Кто бы это ни был, меня явно предупреждали, и не понять смысл этого сообщения было сложно: мне следовало уехать. Я не хотела снова испытывать чувство страха, неуверенности и неопределенности, и уж тем более чтобы это переживала моя дочь. Не стоило опять подвергать свою жизнь риску и лишать ребенка матери, так что я села на самолет и, абсолютно разочарованная, вернулась в США. Когда я приехала, Фрэнки Джио, еще один из моих ухажеров, связанных с мафией, который снимался в фильмах о крестном отце, предупредил меня, чтобы я даже не пыталась снова увидеться с Маркосом, потому что тогда кое-кто позаботится о том, чтобы стереть меня с лица земли.

______

**Поставленная задача 1:** Переведите на английский язык следующее предложение из рассказа о возвращении в США: «Не стоило опять подвергать свою жизнь риску и лишать ребенка матери, так что я села на самолет и, абсолютно разочарованная, вернулась в США».
**Поставленная задача 2:** Продолжите рассказ о возвращении в США, начав сразу после его последнего предложения.

**Выдержка из материала:**

______

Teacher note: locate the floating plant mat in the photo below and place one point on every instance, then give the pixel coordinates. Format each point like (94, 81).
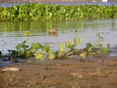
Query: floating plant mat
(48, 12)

______

**Ответ на задание 1:** There was no point in putting my life at risk again and leaving my child without a mother, so I got on a plane and, utterly disappointed, returned to the United States.

**Ответ на задание 2:**
После неудавшегося путешествия мама снова стала для меня поддержкой, утешением и, как это было после первого возвращения с Кубы, моим выходом на сотрудничество с федеральными властями США. Мы с Моникой жили у нее в Верхнем Ист-Сайде. Квартира была в доме, за который отвечал Луис Юраситс. Список моих любовных побед уже был велик, но когда Эдди решил отвезти жену в многомесячное кругосветное путешествие, я разозлилась и почти ему в отместку закрутила роман с Луисом. Он и мама представили меня Аль Честоне, который сразу же превратился в Дядюшку Аля. Про этого человека можно было сказать лишь то, что он жил по своим правилам. Я достаточно быстро узнала, что он был агентом ФБР и по его приказу Луис под скромной личиной управдома занимался шпионажем. Дядюшка Аль предложил, чтобы мы с Луисом работали в команде, меня завербовали, и так для меня начались пять лет работы на Федеральное бюро расследований.
Из помещения, где я лежала, было слышно, как рыдает моя мать. Вместе с ней пришли некоторые из моих возлюбленных: Джей-Джей, Фрэнки Джио, Томми, Эдди…
Первым требованием было пройти курс подготовки в ФБР, но, помимо профессиональных вопросов, Дядюшку Аля, ярого католика, волновала и моя личная жизнь, поэтому он хотел, чтобы я вышла замуж за Луиса. Я была снова беременна, и мой новый крестный отец из ФБР желал, чтобы ребенок родился в законном браке.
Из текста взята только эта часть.